Mordprozess ohne Aliyev: 16 Geschworene bereit

Aliyev (li.) wurde erhängt aufgefunden, Ex-Geheimdienstchef Mussayev steht ab 14. April vor Gericht.
Niemand wollte sich vor dem für Monate angesetzten brisanten Prozess drücken.

Zwei laut Anklage zu Tode gefolterte Bankmanager und ein kasachischer Ex-Diplomat als Hauptangeklagter, der unter noch aufklärungsbedürftigen Umständen in seiner Zelle erhängt aufgefunden wird: Die Befürchtung des Gerichts, die Geschworenen für diesen auf Monate angesetzten Prozess könnten sich von ihrem Amt zu drücken versuchen, war groß.

Um die erforderlichen acht Laienrichter samt ausreichendem Ersatz pünktlich am 14. April um 9 Uhr im Grauen Haus in Wien zur Verfügung zu haben, hat Vorsitzender Andreas Böhm vorsorglich 70 Wiener aus der Geschworenenliste geladen. Einige befinden sich im Ausland, einer hat eine ärztlich bescheinigte Geisteskrankheit als Ausschlussgrund geltend gemacht, aber 60 sind erschienen. Es könnte fast der Eindruck entstehen, dass ein Griss um das Richteramt in dem brisanten Prozess herrscht. Denn rasch waren acht Haupt- und acht (quasi auf der Reservebank sitzende) Ersatzgeschworene für die mindestens 26 Verhandlungstage eingeteilt.

Berufliche Nachteile

Nur ein Arzt wurde entschuldigt, weil seine Ordination durch seine lange Abwesenheit konkursgefährdet wäre. Wobei sich von der Staatsbürgerpflicht ohnehin nur befreien lassen kann, wer im Beruf unverhältnismäßige Nachteile zu befürchten hätte.

Richter und Prozessbeteiligte können sich laut Gerichtssprecherin Christina Salzborn auf umfangreiche Sicherheitsmaßnahmen und einen Ansturm von Journalisten aus dem In- und Ausland (Russland, Ukraine, Kasachstan) gefasst machen. Die ersten drei Tage wird im Großen Schwurgerichtssaal verhandelt, dann übersiedelt der Mordprozess in einen kleineren Saal.

▸ **Gelesenes anwenden**
**A)** Prüfen Sie, ob die folgenden Aussagen mit dem Artikel über den Mordprozess übereinstimmen: (i) Der Vorsitzende lud 70 Wiener aus der Geschworenenliste. (ii) Alle geladenen Personen sind erschienen. (iii) Der gesamte Prozess wird im Großen Schwurgerichtssaal verhandelt. Antworten Sie jeweils mit Ja oder Nein und zitieren Sie die entscheidenden Worte des Textes.
**B)** Führen Sie den Artikel über den Mordprozess ohne Aliyev im Anschluss an seinen letzten Satz um einige Sätze weiter.
Die Datensätze werden für die Bearbeitung nicht gebraucht.

▸ **Erfasste Daten**

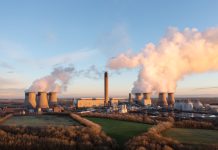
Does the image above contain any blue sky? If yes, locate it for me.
[0,0,218,98]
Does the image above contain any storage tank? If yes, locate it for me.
[167,93,175,107]
[158,93,168,107]
[37,92,49,108]
[48,92,58,106]
[24,92,36,109]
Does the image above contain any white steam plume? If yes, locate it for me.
[107,28,218,92]
[27,66,75,92]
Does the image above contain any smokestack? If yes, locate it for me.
[24,92,36,109]
[104,72,109,106]
[167,93,175,107]
[142,93,151,105]
[129,93,133,104]
[158,93,168,107]
[48,92,58,106]
[135,93,143,103]
[37,92,48,108]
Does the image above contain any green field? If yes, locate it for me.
[87,117,152,145]
[163,128,218,144]
[1,115,79,126]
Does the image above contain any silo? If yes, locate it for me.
[37,92,48,108]
[167,93,175,107]
[24,92,36,109]
[158,92,168,107]
[135,93,143,103]
[48,92,58,106]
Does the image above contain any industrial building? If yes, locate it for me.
[133,93,152,106]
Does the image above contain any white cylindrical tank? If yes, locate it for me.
[48,92,58,106]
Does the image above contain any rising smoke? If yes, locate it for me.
[27,66,75,92]
[107,28,218,93]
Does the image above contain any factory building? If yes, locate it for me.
[104,72,109,106]
[76,98,118,108]
[157,92,168,107]
[48,92,58,107]
[37,92,49,108]
[134,93,152,106]
[167,93,175,108]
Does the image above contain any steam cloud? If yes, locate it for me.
[107,28,218,93]
[27,66,75,92]
[27,65,103,92]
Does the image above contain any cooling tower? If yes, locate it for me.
[129,93,133,104]
[142,93,151,106]
[24,92,36,109]
[48,92,58,106]
[37,92,48,108]
[104,72,109,106]
[135,93,143,103]
[167,93,175,107]
[158,93,168,107]
[143,93,151,99]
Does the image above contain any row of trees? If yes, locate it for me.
[0,126,117,150]
[79,112,173,125]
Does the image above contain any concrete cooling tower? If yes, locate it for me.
[158,93,168,107]
[167,93,175,107]
[48,92,58,106]
[24,92,36,109]
[37,92,49,108]
[135,93,143,103]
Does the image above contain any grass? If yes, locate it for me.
[163,128,218,144]
[86,117,152,146]
[2,115,79,126]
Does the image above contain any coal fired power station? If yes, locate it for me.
[24,92,36,109]
[24,92,58,109]
[104,72,109,106]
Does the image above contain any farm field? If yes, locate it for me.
[86,117,152,145]
[162,128,218,144]
[1,115,80,126]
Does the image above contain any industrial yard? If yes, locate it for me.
[1,115,80,127]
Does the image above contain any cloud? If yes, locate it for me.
[96,24,130,56]
[0,62,14,70]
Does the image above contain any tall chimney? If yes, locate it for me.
[167,93,175,107]
[158,93,168,107]
[37,92,49,108]
[104,72,109,106]
[48,92,58,106]
[135,93,143,103]
[129,93,133,104]
[24,92,36,109]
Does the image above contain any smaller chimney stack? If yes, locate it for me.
[158,92,168,107]
[167,93,175,107]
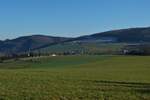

▸ **Lösungen**
**A)**
(i) Ja: „hat Vorsitzender Andreas Böhm vorsorglich 70 Wiener aus der Geschworenenliste geladen“
(ii) Nein: „aber 60 sind erschienen“
(iii) Nein: „Die ersten drei Tage wird im Großen Schwurgerichtssaal verhandelt, dann übersiedelt der Mordprozess in einen kleineren Saal.“

**B)**
Nach dem Tod des kasachischen Ex-Botschafters Rakhat Aliyev sitzen nur noch der frühere Geheimdienstchef Alnur Mussayev und der ehemals bei der Präsidentenwache beschäftigte Vadim Koshlyak auf der Anklagebank, beide werden aus der U-Haft vorgeführt. Ihnen wird angelastet, im Auftrag und unter Mitwirkung von Aliyev die Bankmanager und Familienväter Zholdas Timraliyev und Aybar Khasenov entführt, gefoltert und mit Plastiksäcken über dem Kopf erdrosselt zu haben.

90 Zeugen

Zum Prozess sind ein halbes Dutzend Gutachter und mehr als 90 Zeugen, großteils aus Kasachstan, geladen. Der Wiener Anwalt Richard Soyer, der quasi den kasachischen Generalstaatsanwalt vertritt, organisiert die Anreise der Zeugen nach Österreich. Drei in Kasachstan in Haft sitzende Zeugen müssen jedenfalls per Videokonferenz einvernommen werden, weil sie keine Reisegenehmigung nach Wien erhalten. Die kasachische Justiz hat Sorge, dass sie hier um Asyl ansuchen und ihrem Zugriff damit entzogen sein könnten.

Die ersten drei Prozesstage sind für Plädoyers und Einvernahmen der Beschuldigten vorgesehen. Dann soll das Beweisverfahren starten. Für 19. Juni sind die Urteile geplant.